▶ [Выбранный отрывок]
Мирные программы обоих воюющих лагерей не только реакционны, но и фантастичны, т. е. неосуществимы. Правительство Англии мечтает об учреждении в Германии умеренной консервативной монархии, о восстановлении Габсбургов в Австро-Венгрии, о соглашении всех государств Европы относительно сырья и рынков. Лондон поступил бы хорошо, если бы нашел сперва секрет мирного соглашения с Ирландией об Ульстере и с Индией. Пока что мы видим террористические акты, казни, пассивное и активное сопротивление, кровавые усмирения. Можно ли допустить, что победоносная Англия откажется от своих прав в колониях в пользу Германии? По сути дела Англия предлагает в случае своей победы, новое издание Лиги Наций, со всеми старыми антагонизмами, но без остатка старых иллюзий.

Еще хуже обстоит дело с Францией. Ее экономический удельный вес находится в явном противоречии с ее мировым положением и размерами ее колониальной империи. Выхода из этого противоречия Франция ищет в расчленении Германии. Как будто можно историческое колесо повернуть назад, до 1870 г.! Объединение немецкой нации явилось непреодолимым результатом ее капиталистического развития. Чтоб раздробить нынешнюю Германию, нужно было бы перебить позвоночник немецкой технике, разрушить германские заводы, истребить значительную часть населения. Это легче сказать, чем сделать!

Программа свободы и независимости мелких народов, проповедуемая союзниками, звучит очень привлекательно, но совершенно лишена содержания. При неограниченном господстве империалистских интересов на мировой арене независимость мелких и слабых государств так же мало реальна, как и независимость мелких промышленников и торговых предприятий при господстве трестов и концернов (на этот счет можно навести справку в статистике С. Штатов!)

В то время, как Франция хочет расчленить Германию, последняя, наоборот, хочет объединить Европу, разумеется, под своим сапогом. Под германское владычество должны при этом подпасть колонии европейских государств. Такова программа наиболее динамического и агрессивного империализма. Задача экономического объединения Европы сама по себе прогрессивна. Но весь вопрос в том, кто объединяет, как и для чего? Нельзя ни на минуту допустить, что европейские народы дадут запереть себя в казарму национал-социализма. Pax germanica означал бы неизбежно новую серию кровавых конвульсий.

Таковы две "мирные" программы: с одной стороны, балканизация Германии и тем самым Европы; с другой стороны, превращение Европы, а затем и всего мира, в тоталитарную казарму. Из-за этих двух программ ведется нынешняя война.

13. Где же, по вашему, выход? Кто и как может установить действительный мир?

Прежде всего напомню, что в прошлой войне, которая была в сущности репетицией нынешней, ни одно из правительств не только не осуществило свою программу мира, но и не пережило заключения мирного договора. Свалились в бездну три наиболее старые и солидные фирмы: Романовы, Габсбурги, Гогенцоллерны, со свитой более мелких династий. Клемансо и Ллойд-Джордж оказались отброшены от власти. Вильсон закончил свои дни под гнетом крушения всех его надежд и иллюзий. Клемансо предвидел перед смертью грядущую войну. Ллойд-Джорджу суждено было собственными глазами увидеть новую катастрофу.

▶ [Условие задачи]
Отредактируйте отрывок о мирных программах воюющих лагерей: перепишите его часть между словами "В то время, как" и "серию кровавых конвульсий." включительно, заменив "кровавых конвульсий" на "кровавых потрясений".

▶ [Перечень записей]
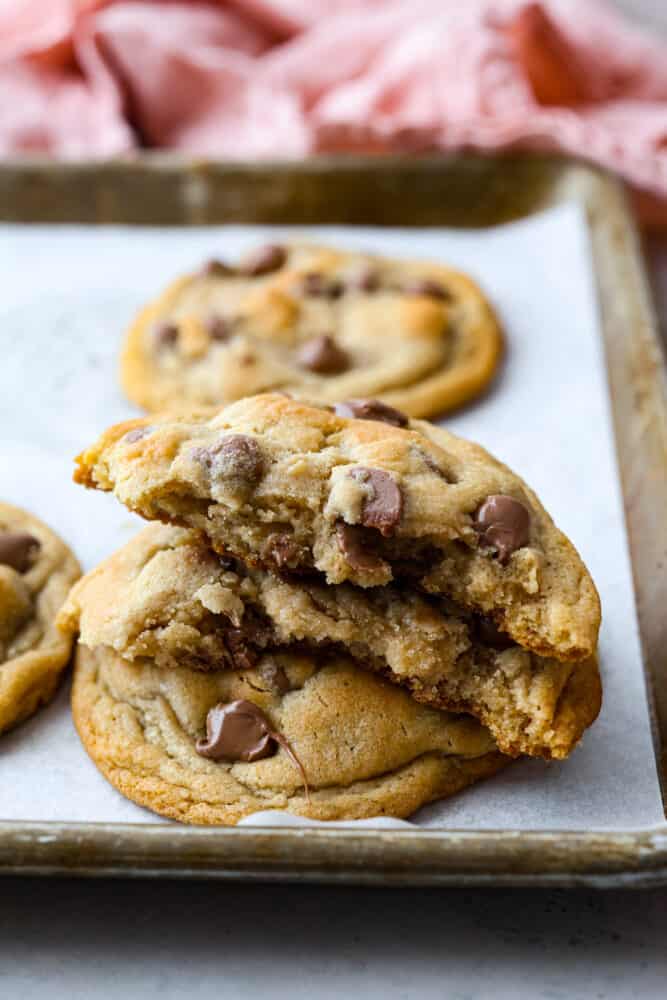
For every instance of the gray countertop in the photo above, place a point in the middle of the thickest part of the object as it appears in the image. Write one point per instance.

...

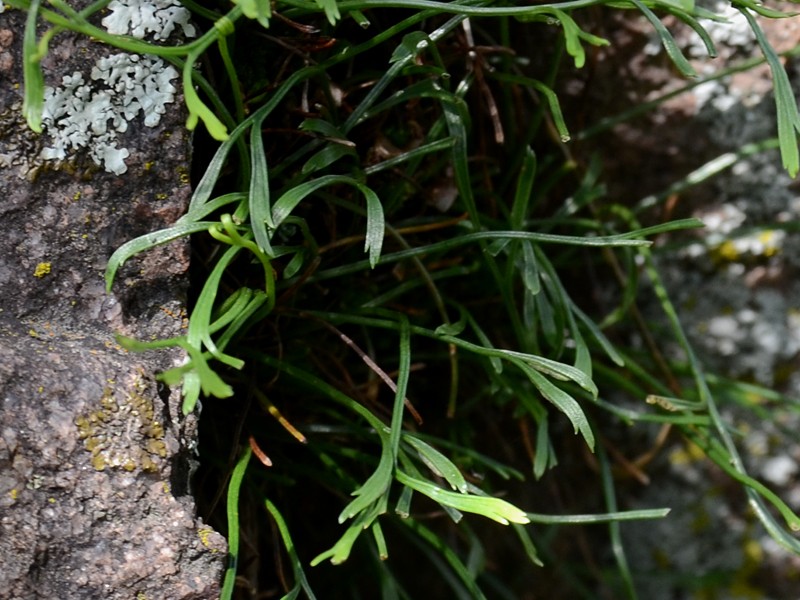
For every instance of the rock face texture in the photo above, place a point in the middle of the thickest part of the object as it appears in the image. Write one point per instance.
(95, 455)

▶ [Итоговый ответ]
В то время, как Франция хочет расчленить Германию, последняя, наоборот, хочет объединить Европу, разумеется, под своим сапогом. Под германское владычество должны при этом подпасть колонии европейских государств. Такова программа наиболее динамического и агрессивного империализма. Задача экономического объединения Европы сама по себе прогрессивна. Но весь вопрос в том, кто объединяет, как и для чего? Нельзя ни на минуту допустить, что европейские народы дадут запереть себя в казарму национал-социализма. Pax germanica означал бы неизбежно новую серию кровавых потрясений.